Task objective = List each line of the following records that contains the word "below", matching case exactly.

Point annotation dataset records
════

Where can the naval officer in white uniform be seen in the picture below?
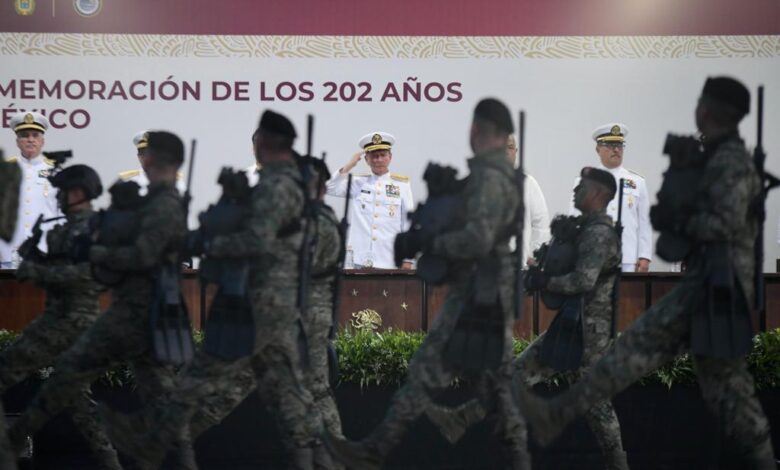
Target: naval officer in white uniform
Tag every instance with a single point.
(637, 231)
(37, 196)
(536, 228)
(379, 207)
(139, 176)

════

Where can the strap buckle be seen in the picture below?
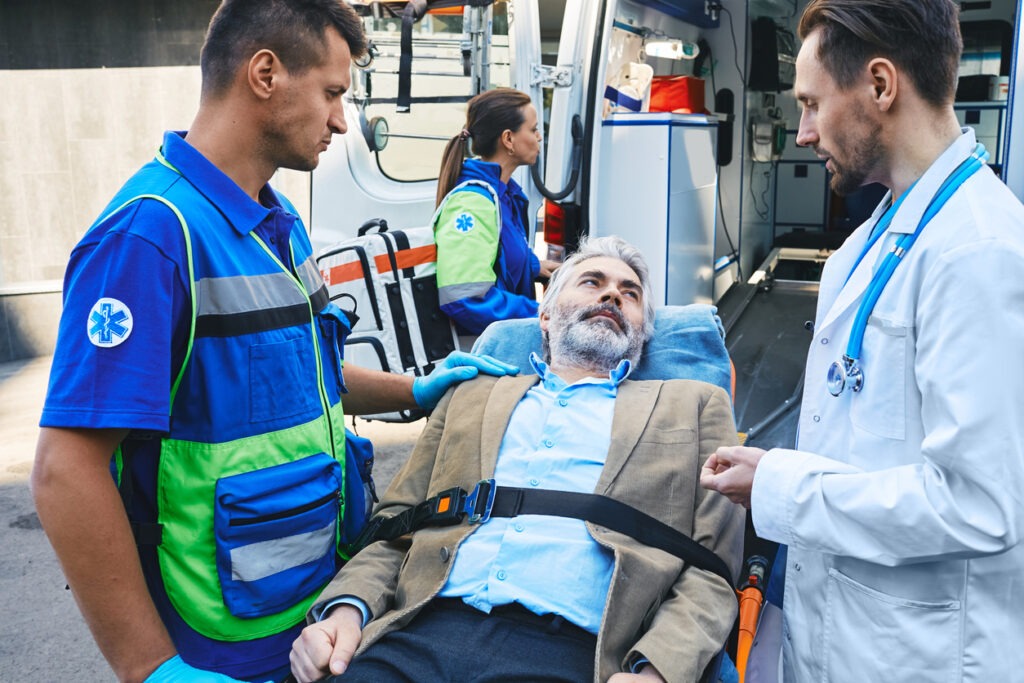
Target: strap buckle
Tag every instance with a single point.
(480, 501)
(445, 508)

════

Solution for this exercise =
Where can the naval officer in white uniform be seen in the picture below?
Where can the strap buckle be seen in the picture below?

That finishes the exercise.